Record set -

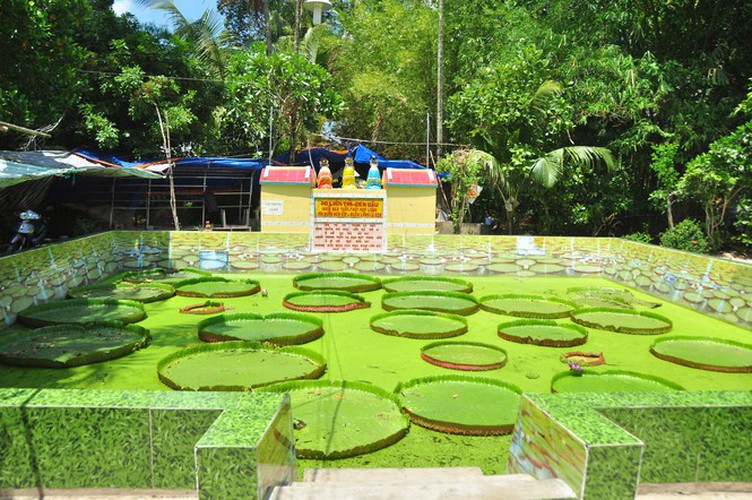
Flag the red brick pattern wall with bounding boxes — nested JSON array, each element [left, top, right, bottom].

...

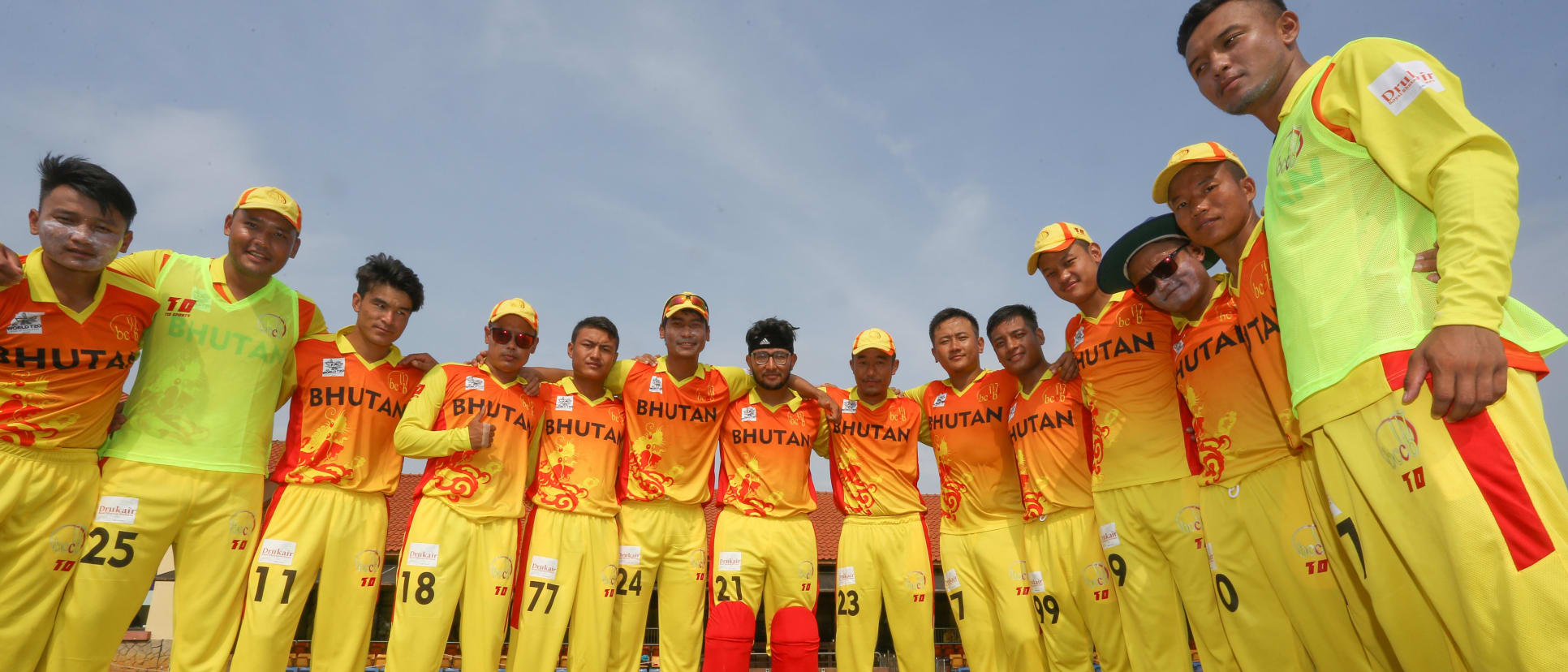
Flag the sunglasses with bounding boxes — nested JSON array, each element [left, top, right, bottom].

...

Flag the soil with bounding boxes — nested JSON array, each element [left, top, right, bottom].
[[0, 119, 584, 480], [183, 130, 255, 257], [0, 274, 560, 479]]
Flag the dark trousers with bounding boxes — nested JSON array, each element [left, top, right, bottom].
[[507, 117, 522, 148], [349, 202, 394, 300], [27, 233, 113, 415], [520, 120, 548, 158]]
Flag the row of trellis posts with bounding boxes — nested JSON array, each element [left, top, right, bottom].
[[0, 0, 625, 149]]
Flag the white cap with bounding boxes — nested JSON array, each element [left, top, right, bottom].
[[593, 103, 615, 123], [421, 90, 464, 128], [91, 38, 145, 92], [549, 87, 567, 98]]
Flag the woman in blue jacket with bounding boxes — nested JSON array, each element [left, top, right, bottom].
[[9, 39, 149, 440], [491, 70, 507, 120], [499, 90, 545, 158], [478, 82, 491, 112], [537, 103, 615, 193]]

Written instruction - Reproduce only the lines of the listing from the line with "Flag the soil" to the line with "274, 560, 479]]", both included. Leave the request unchanged, but multiply every bounding box coordinate in the answer by 0.3 and round each to a whole number, with halves rounded up.

Final result -
Flag the soil with bounding boxes — nested JSON array, each element [left, top, right, bottom].
[[0, 36, 175, 144], [55, 39, 77, 77], [0, 82, 168, 144]]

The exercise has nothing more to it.